### EXERCISE DETAILS
Reproduce word for word the part of the passage on influenza vaccine response starting at "Gender is an" and ending at "deeply and extensively.".

### SELECTED TEXT
--*--
Intriguingly, there seemed to be a trend for A/H3N2 that the higher the frequency of common colds, the better the responsiveness. This was observed in both multivariable logistic regression analysis and the rank-sum test. We speculated that the common cold could generate cross-reactive binding antibodies against the influenza vaccine strain, [32] similar to Sealy’s study [33] et al. The study indicated that the pre-existing immunity conferred by an individual’s past exposures to common cold human coronaviruses might influence the body’s control for SARS-CoV-2. [33] The common cold is caused by well-adapted pathogens and is less harmful to their hosts. [34] Therefore, people who often catch a cold have relatively low immunity and are also vulnerable to the influenza virus. Influenza vaccination is necessary for this group of people, who can benefit more from it. However, more research is needed to explore the association between the common cold and the immune response to the influenza vaccines from various aspects, providing more implications for vaccination.

Gender is an important factor affecting the immunogenicity of influenza vaccines. [35] Engler et al. found that women had significantly higher GMT than men in the case of different doses and strains. [36] However, in the current study, only the antibody fold change for B/Victoria showed a significant difference between the male and female participants. In fact, the effect of gender on vaccine immunity is complex. Besides genetic factors, the difference can also be explained through the divergent levels of sex steroid hormones, which are changing with aging. [35] [37] Women seem to lose their immunological advantage after menopause. [35] Therefore, the composition and dosage of influenza vaccines need to be adjusted according to the sex-mediated immunity differences. Future studies need to explore more factors that mediate sex differences in the immune responses deeply and extensively.

This study identified several factors relating to responsiveness to the influenza vaccine and suggested the need for more optimized vaccination strategies for susceptible groups to improve the efficacy of influenza vaccines, which is of great importance for public health. The findings in this study were a supplement to previous studies and may give some new insights into the immunogenicity response to the vaccine. However, there were some limitations in the current study. This study was descriptive, with some participants’ characteristics not collected comprehensively, and we did not perform mechanism studies based on the study cohort. The association between the immune response to different strains and host factors should be certain in the future. It is also necessary to perform larger cohort studies and experiments to explore the underlying mechanisms.
--*--
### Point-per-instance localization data
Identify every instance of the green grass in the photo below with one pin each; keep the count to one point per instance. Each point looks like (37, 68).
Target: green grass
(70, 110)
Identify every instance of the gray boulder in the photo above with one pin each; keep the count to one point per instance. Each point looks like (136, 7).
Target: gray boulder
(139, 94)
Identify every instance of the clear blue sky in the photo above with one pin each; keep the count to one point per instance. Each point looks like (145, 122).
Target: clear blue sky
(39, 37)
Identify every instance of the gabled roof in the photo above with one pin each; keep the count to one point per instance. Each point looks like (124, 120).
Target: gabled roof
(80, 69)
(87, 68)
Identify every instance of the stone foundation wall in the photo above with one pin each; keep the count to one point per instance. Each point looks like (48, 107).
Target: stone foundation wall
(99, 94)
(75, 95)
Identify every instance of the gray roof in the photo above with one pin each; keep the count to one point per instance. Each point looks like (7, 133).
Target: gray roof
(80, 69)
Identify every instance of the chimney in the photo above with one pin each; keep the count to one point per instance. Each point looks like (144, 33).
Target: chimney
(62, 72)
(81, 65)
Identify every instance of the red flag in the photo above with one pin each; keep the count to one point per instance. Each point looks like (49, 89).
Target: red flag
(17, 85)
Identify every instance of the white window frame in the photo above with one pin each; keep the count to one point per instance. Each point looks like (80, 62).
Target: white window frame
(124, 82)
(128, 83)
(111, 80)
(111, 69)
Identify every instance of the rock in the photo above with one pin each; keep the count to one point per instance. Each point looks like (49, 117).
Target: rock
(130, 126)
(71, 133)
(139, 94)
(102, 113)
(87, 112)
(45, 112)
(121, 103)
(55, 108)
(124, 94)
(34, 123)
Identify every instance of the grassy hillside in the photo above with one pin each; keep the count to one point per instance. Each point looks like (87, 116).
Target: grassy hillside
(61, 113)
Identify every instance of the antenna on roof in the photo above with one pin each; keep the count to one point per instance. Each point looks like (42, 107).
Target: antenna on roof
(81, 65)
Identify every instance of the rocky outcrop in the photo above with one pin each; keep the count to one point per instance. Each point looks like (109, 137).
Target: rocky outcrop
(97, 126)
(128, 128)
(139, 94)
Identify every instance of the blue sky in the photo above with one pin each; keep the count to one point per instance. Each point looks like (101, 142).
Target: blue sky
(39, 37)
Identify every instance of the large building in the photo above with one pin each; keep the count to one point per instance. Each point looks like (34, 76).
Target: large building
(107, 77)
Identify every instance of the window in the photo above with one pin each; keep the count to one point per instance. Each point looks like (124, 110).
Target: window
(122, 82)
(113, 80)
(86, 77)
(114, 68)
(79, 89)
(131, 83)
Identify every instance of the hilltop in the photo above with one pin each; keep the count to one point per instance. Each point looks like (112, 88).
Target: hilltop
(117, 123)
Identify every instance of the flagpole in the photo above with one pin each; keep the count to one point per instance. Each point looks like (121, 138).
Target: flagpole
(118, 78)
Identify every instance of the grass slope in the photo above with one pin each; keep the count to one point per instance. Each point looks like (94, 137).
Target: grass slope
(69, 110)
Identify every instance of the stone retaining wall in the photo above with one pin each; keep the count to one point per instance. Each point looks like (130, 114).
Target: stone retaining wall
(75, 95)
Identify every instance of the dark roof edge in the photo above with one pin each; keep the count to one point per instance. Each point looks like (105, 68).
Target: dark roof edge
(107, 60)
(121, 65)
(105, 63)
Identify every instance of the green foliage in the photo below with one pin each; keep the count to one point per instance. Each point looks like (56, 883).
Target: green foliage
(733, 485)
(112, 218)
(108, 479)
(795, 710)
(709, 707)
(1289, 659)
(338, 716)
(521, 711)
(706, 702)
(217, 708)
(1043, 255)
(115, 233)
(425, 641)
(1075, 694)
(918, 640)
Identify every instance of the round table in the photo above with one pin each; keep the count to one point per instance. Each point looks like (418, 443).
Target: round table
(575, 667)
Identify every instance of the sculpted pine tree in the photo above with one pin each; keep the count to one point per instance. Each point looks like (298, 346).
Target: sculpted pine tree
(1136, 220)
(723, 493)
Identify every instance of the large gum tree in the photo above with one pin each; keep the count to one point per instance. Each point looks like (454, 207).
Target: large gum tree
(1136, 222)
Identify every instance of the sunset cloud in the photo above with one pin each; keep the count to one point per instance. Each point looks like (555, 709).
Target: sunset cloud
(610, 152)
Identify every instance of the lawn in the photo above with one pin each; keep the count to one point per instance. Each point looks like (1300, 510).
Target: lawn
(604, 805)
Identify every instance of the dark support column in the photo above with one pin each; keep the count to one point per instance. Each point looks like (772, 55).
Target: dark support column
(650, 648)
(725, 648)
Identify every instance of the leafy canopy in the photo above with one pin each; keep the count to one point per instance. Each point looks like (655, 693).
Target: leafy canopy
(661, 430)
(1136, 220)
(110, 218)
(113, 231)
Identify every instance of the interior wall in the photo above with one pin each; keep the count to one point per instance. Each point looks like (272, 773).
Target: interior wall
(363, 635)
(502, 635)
--*--
### FINISHED EXERCISE
Gender is an important factor affecting the immunogenicity of influenza vaccines. [35] Engler et al. found that women had significantly higher GMT than men in the case of different doses and strains. [36] However, in the current study, only the antibody fold change for B/Victoria showed a significant difference between the male and female participants. In fact, the effect of gender on vaccine immunity is complex. Besides genetic factors, the difference can also be explained through the divergent levels of sex steroid hormones, which are changing with aging. [35] [37] Women seem to lose their immunological advantage after menopause. [35] Therefore, the composition and dosage of influenza vaccines need to be adjusted according to the sex-mediated immunity differences. Future studies need to explore more factors that mediate sex differences in the immune responses deeply and extensively.